━━━━━ PROVIDED MATERIAL

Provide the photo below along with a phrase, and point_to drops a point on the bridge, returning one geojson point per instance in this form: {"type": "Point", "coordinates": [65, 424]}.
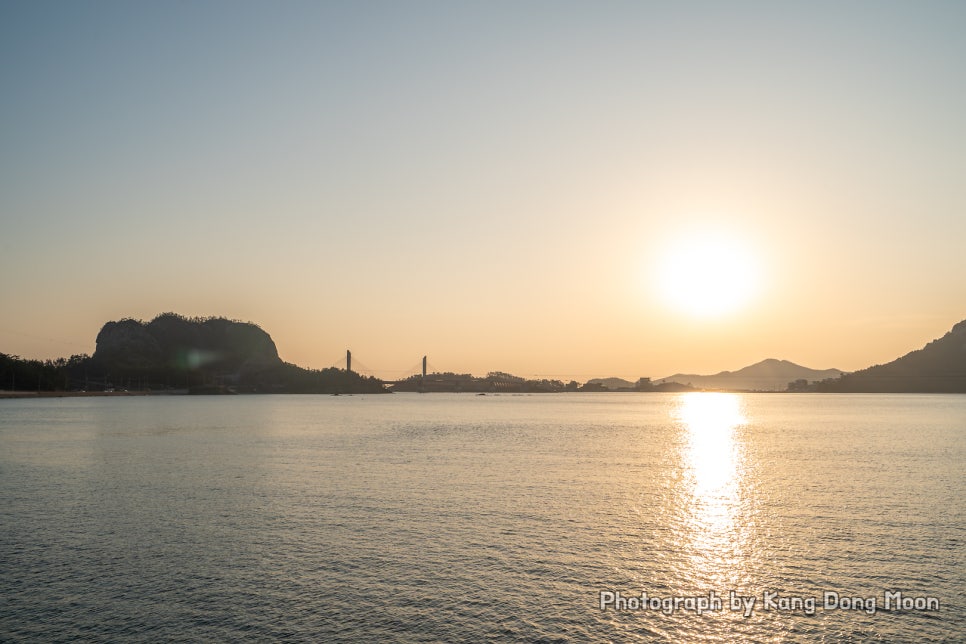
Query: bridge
{"type": "Point", "coordinates": [420, 369]}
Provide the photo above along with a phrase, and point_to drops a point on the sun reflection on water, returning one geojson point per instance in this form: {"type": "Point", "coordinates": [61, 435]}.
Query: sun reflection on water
{"type": "Point", "coordinates": [715, 519]}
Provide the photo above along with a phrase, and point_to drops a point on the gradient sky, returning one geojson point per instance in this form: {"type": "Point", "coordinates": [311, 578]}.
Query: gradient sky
{"type": "Point", "coordinates": [494, 184]}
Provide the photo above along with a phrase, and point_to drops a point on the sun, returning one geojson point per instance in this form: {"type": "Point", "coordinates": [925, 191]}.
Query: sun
{"type": "Point", "coordinates": [708, 274]}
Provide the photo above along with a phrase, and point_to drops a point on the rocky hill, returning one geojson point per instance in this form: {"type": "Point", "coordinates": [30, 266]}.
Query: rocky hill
{"type": "Point", "coordinates": [205, 355]}
{"type": "Point", "coordinates": [939, 367]}
{"type": "Point", "coordinates": [767, 375]}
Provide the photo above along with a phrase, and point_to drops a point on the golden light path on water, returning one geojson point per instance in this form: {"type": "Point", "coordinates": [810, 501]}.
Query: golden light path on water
{"type": "Point", "coordinates": [715, 521]}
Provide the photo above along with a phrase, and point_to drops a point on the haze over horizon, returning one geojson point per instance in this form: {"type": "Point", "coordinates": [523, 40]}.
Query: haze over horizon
{"type": "Point", "coordinates": [557, 189]}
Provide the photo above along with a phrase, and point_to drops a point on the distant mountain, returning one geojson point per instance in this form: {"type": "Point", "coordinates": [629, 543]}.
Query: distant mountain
{"type": "Point", "coordinates": [939, 367]}
{"type": "Point", "coordinates": [204, 355]}
{"type": "Point", "coordinates": [767, 375]}
{"type": "Point", "coordinates": [611, 383]}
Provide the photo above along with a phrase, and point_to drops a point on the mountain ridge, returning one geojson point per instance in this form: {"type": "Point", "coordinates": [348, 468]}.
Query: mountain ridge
{"type": "Point", "coordinates": [770, 374]}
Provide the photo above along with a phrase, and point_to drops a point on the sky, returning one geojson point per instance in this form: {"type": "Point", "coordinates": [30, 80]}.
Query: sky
{"type": "Point", "coordinates": [551, 189]}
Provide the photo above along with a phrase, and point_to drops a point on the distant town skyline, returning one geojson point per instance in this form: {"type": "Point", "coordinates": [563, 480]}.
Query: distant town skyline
{"type": "Point", "coordinates": [566, 190]}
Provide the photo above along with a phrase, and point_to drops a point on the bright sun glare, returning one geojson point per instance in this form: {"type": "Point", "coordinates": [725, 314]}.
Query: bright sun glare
{"type": "Point", "coordinates": [708, 275]}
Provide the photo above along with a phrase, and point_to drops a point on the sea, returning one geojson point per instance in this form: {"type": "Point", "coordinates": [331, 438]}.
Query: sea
{"type": "Point", "coordinates": [621, 517]}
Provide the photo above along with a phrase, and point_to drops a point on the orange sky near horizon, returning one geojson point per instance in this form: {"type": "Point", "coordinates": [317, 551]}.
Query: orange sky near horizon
{"type": "Point", "coordinates": [497, 186]}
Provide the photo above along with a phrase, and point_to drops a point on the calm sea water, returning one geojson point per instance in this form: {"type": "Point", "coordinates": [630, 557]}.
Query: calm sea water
{"type": "Point", "coordinates": [466, 518]}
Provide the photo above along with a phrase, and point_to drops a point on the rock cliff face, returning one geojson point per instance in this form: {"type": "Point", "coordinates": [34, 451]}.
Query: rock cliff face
{"type": "Point", "coordinates": [171, 341]}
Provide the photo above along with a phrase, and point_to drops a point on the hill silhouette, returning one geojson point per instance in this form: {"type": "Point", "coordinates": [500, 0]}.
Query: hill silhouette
{"type": "Point", "coordinates": [176, 353]}
{"type": "Point", "coordinates": [939, 367]}
{"type": "Point", "coordinates": [767, 375]}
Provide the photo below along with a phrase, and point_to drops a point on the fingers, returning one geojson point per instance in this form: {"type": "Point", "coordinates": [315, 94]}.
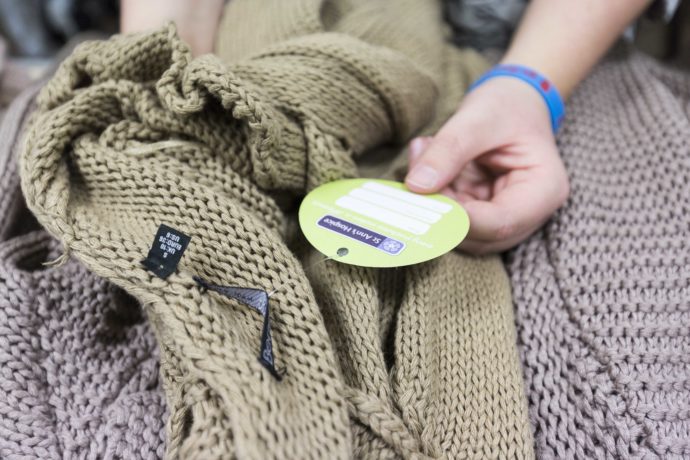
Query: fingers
{"type": "Point", "coordinates": [458, 142]}
{"type": "Point", "coordinates": [417, 147]}
{"type": "Point", "coordinates": [525, 202]}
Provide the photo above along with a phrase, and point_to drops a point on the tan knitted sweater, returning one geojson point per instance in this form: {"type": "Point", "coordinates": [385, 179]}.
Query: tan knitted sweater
{"type": "Point", "coordinates": [131, 133]}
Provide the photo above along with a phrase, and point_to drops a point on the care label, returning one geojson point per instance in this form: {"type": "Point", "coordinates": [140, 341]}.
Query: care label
{"type": "Point", "coordinates": [379, 223]}
{"type": "Point", "coordinates": [166, 251]}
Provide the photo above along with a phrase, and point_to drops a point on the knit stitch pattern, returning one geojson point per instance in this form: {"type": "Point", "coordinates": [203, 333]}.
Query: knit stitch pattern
{"type": "Point", "coordinates": [419, 362]}
{"type": "Point", "coordinates": [602, 293]}
{"type": "Point", "coordinates": [78, 362]}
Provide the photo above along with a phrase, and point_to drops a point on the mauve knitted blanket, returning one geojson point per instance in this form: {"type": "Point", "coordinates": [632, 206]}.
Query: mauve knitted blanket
{"type": "Point", "coordinates": [78, 362]}
{"type": "Point", "coordinates": [131, 133]}
{"type": "Point", "coordinates": [603, 291]}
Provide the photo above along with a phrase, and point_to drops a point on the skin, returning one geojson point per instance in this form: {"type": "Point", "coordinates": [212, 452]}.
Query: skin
{"type": "Point", "coordinates": [502, 164]}
{"type": "Point", "coordinates": [197, 20]}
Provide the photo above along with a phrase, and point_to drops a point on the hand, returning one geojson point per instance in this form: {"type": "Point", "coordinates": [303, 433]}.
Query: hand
{"type": "Point", "coordinates": [496, 156]}
{"type": "Point", "coordinates": [196, 20]}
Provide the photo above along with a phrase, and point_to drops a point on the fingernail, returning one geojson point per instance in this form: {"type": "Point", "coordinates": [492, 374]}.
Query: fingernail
{"type": "Point", "coordinates": [416, 147]}
{"type": "Point", "coordinates": [423, 177]}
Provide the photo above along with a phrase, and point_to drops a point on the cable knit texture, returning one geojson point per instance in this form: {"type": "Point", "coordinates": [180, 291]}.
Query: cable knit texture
{"type": "Point", "coordinates": [418, 362]}
{"type": "Point", "coordinates": [603, 303]}
{"type": "Point", "coordinates": [78, 362]}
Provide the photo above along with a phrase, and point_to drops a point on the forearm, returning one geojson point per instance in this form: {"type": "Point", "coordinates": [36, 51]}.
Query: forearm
{"type": "Point", "coordinates": [563, 39]}
{"type": "Point", "coordinates": [197, 20]}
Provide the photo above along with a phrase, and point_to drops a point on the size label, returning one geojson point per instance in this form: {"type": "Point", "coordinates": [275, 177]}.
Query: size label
{"type": "Point", "coordinates": [166, 251]}
{"type": "Point", "coordinates": [380, 223]}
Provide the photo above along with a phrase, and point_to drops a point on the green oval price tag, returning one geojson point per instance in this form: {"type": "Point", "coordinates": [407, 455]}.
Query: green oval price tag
{"type": "Point", "coordinates": [379, 223]}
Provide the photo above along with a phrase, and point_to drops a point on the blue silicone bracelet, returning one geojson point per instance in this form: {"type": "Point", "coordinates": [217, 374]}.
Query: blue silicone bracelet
{"type": "Point", "coordinates": [547, 90]}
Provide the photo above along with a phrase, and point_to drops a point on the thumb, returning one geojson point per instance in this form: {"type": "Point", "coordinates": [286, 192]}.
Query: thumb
{"type": "Point", "coordinates": [457, 143]}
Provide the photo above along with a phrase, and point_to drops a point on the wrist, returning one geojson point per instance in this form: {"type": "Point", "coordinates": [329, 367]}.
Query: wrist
{"type": "Point", "coordinates": [540, 85]}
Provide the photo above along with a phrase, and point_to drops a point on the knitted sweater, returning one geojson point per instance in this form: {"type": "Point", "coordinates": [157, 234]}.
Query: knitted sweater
{"type": "Point", "coordinates": [603, 304]}
{"type": "Point", "coordinates": [78, 362]}
{"type": "Point", "coordinates": [415, 362]}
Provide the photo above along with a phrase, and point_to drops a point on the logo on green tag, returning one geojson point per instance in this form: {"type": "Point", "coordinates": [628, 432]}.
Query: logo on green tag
{"type": "Point", "coordinates": [378, 223]}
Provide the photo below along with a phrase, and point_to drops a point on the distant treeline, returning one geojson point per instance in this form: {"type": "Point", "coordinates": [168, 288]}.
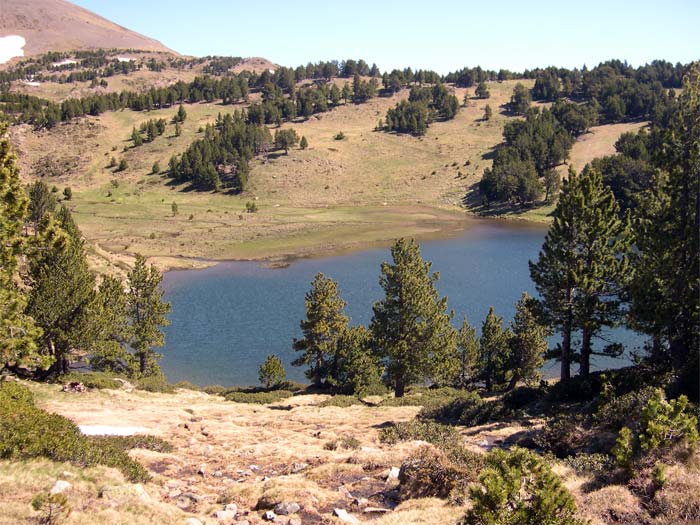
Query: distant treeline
{"type": "Point", "coordinates": [523, 166]}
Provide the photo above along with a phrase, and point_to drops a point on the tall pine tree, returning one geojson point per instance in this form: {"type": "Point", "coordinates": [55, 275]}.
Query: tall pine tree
{"type": "Point", "coordinates": [411, 325]}
{"type": "Point", "coordinates": [325, 322]}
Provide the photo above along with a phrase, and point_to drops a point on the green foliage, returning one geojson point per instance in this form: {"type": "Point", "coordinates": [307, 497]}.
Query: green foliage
{"type": "Point", "coordinates": [411, 326]}
{"type": "Point", "coordinates": [494, 352]}
{"type": "Point", "coordinates": [520, 100]}
{"type": "Point", "coordinates": [430, 473]}
{"type": "Point", "coordinates": [482, 91]}
{"type": "Point", "coordinates": [528, 344]}
{"type": "Point", "coordinates": [519, 488]}
{"type": "Point", "coordinates": [285, 139]}
{"type": "Point", "coordinates": [29, 432]}
{"type": "Point", "coordinates": [324, 324]}
{"type": "Point", "coordinates": [356, 369]}
{"type": "Point", "coordinates": [271, 372]}
{"type": "Point", "coordinates": [583, 266]}
{"type": "Point", "coordinates": [98, 380]}
{"type": "Point", "coordinates": [52, 508]}
{"type": "Point", "coordinates": [260, 398]}
{"type": "Point", "coordinates": [18, 332]}
{"type": "Point", "coordinates": [442, 436]}
{"type": "Point", "coordinates": [147, 314]}
{"type": "Point", "coordinates": [662, 425]}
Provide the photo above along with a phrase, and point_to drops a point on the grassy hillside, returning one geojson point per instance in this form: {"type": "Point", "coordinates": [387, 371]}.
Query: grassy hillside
{"type": "Point", "coordinates": [368, 188]}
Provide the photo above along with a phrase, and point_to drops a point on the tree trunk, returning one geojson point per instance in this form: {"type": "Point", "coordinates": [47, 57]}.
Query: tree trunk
{"type": "Point", "coordinates": [566, 351]}
{"type": "Point", "coordinates": [399, 388]}
{"type": "Point", "coordinates": [585, 366]}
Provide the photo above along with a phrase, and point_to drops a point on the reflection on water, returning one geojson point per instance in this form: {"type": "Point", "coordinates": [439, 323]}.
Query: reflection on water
{"type": "Point", "coordinates": [226, 319]}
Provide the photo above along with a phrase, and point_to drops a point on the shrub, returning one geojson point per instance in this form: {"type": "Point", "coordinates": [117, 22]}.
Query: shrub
{"type": "Point", "coordinates": [340, 401]}
{"type": "Point", "coordinates": [98, 380]}
{"type": "Point", "coordinates": [52, 508]}
{"type": "Point", "coordinates": [271, 372]}
{"type": "Point", "coordinates": [29, 432]}
{"type": "Point", "coordinates": [261, 398]}
{"type": "Point", "coordinates": [442, 436]}
{"type": "Point", "coordinates": [154, 383]}
{"type": "Point", "coordinates": [431, 473]}
{"type": "Point", "coordinates": [518, 487]}
{"type": "Point", "coordinates": [561, 435]}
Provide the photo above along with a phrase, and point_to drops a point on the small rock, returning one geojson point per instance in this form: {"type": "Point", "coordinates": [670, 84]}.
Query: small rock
{"type": "Point", "coordinates": [225, 515]}
{"type": "Point", "coordinates": [298, 467]}
{"type": "Point", "coordinates": [60, 487]}
{"type": "Point", "coordinates": [286, 508]}
{"type": "Point", "coordinates": [346, 517]}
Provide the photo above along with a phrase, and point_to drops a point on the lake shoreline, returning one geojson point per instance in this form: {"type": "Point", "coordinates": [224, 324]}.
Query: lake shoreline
{"type": "Point", "coordinates": [437, 230]}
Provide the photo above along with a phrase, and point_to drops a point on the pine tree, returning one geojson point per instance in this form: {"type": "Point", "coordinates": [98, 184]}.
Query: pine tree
{"type": "Point", "coordinates": [18, 332]}
{"type": "Point", "coordinates": [325, 322]}
{"type": "Point", "coordinates": [494, 352]}
{"type": "Point", "coordinates": [468, 355]}
{"type": "Point", "coordinates": [666, 285]}
{"type": "Point", "coordinates": [411, 325]}
{"type": "Point", "coordinates": [62, 297]}
{"type": "Point", "coordinates": [271, 373]}
{"type": "Point", "coordinates": [146, 311]}
{"type": "Point", "coordinates": [582, 266]}
{"type": "Point", "coordinates": [528, 345]}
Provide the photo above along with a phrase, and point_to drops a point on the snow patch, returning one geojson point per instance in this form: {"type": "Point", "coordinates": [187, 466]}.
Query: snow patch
{"type": "Point", "coordinates": [109, 430]}
{"type": "Point", "coordinates": [11, 47]}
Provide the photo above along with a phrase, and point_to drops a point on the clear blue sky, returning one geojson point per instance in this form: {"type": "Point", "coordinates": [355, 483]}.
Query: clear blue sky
{"type": "Point", "coordinates": [431, 34]}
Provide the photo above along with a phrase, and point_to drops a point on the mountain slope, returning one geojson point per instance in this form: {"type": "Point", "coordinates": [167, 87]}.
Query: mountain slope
{"type": "Point", "coordinates": [58, 25]}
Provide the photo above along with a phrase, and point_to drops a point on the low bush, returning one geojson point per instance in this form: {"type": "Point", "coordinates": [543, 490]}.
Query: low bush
{"type": "Point", "coordinates": [98, 380]}
{"type": "Point", "coordinates": [518, 487]}
{"type": "Point", "coordinates": [260, 397]}
{"type": "Point", "coordinates": [29, 432]}
{"type": "Point", "coordinates": [155, 383]}
{"type": "Point", "coordinates": [340, 401]}
{"type": "Point", "coordinates": [431, 473]}
{"type": "Point", "coordinates": [442, 436]}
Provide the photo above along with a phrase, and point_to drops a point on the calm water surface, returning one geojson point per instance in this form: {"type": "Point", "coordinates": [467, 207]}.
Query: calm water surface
{"type": "Point", "coordinates": [226, 319]}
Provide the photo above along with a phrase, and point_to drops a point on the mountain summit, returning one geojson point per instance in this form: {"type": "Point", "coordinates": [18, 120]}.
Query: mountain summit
{"type": "Point", "coordinates": [58, 25]}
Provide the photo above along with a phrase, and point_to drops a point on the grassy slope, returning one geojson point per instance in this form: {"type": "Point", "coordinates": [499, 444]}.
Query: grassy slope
{"type": "Point", "coordinates": [369, 188]}
{"type": "Point", "coordinates": [231, 437]}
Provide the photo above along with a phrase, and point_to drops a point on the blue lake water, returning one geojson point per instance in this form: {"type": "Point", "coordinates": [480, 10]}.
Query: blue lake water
{"type": "Point", "coordinates": [227, 318]}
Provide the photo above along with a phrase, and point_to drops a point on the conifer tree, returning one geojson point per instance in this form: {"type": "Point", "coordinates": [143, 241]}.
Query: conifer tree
{"type": "Point", "coordinates": [494, 351]}
{"type": "Point", "coordinates": [271, 373]}
{"type": "Point", "coordinates": [325, 322]}
{"type": "Point", "coordinates": [411, 324]}
{"type": "Point", "coordinates": [665, 290]}
{"type": "Point", "coordinates": [528, 345]}
{"type": "Point", "coordinates": [146, 310]}
{"type": "Point", "coordinates": [581, 268]}
{"type": "Point", "coordinates": [468, 355]}
{"type": "Point", "coordinates": [62, 297]}
{"type": "Point", "coordinates": [18, 332]}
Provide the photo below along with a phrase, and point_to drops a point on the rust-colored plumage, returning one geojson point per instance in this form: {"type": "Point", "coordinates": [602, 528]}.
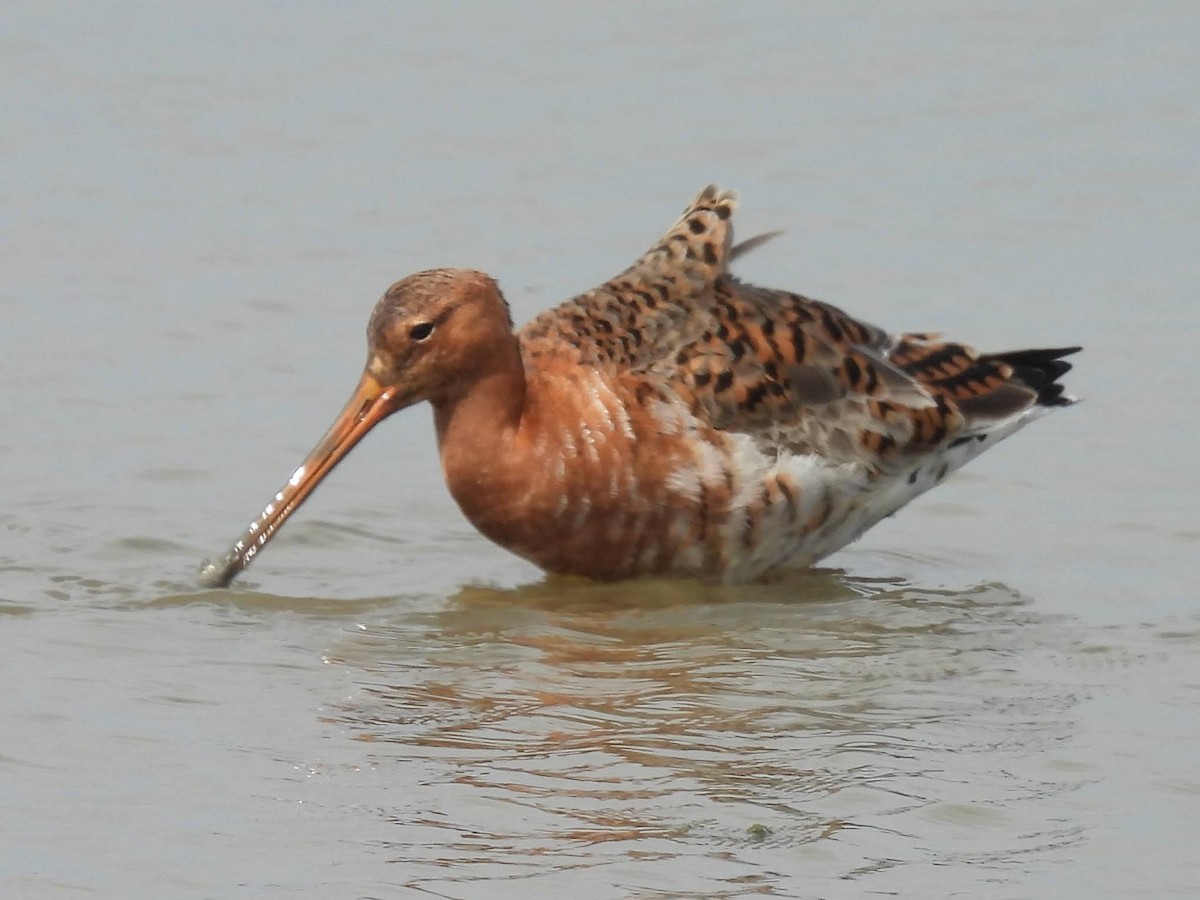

━━━━━━━━━━

* **PROMPT**
Determine how many lines of the listing above contain the string "silhouette", treating case as significant. Give only the number.

* **WORKED ANSWER**
2